**Consigne de l'exercice**
Recopiez à l'identique le passage qui va de la ligne contenant « In this exercise you will put a dot on the worker » jusqu'à la fin des items, bornes comprises.

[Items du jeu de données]
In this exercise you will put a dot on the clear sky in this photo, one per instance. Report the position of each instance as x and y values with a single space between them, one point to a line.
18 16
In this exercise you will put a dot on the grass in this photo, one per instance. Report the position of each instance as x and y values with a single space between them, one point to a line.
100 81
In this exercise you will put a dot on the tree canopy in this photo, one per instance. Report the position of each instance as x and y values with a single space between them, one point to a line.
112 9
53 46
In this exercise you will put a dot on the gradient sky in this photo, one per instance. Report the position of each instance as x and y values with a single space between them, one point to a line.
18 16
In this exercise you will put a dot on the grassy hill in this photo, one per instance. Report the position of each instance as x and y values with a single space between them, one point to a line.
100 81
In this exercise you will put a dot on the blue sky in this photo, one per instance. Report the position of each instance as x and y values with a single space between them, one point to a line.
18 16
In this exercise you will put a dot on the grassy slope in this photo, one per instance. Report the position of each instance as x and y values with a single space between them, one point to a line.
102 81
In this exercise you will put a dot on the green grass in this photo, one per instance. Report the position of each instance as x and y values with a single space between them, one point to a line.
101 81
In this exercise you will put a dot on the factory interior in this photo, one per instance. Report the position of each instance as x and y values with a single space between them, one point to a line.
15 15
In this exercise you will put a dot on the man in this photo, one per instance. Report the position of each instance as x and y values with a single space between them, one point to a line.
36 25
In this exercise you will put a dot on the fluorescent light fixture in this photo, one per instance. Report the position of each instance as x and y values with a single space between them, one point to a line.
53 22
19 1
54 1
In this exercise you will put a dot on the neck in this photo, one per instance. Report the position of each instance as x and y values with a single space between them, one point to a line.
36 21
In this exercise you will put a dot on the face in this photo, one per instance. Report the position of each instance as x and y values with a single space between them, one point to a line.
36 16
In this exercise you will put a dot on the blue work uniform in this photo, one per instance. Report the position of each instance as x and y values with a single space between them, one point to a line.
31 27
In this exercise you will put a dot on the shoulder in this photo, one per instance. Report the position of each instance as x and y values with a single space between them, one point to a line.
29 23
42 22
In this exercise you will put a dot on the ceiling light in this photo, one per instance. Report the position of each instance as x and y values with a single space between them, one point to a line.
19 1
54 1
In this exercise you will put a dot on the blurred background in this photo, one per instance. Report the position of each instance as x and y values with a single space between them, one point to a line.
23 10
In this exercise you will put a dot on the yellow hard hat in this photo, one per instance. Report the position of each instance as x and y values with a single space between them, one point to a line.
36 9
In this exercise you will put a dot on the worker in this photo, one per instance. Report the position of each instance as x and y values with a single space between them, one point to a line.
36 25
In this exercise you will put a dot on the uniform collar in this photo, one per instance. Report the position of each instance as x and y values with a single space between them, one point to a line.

**Réponse complète**
In this exercise you will put a dot on the worker in this photo, one per instance. Report the position of each instance as x and y values with a single space between them, one point to a line.
36 25
In this exercise you will put a dot on the uniform collar in this photo, one per instance. Report the position of each instance as x and y values with a single space between them, one point to a line.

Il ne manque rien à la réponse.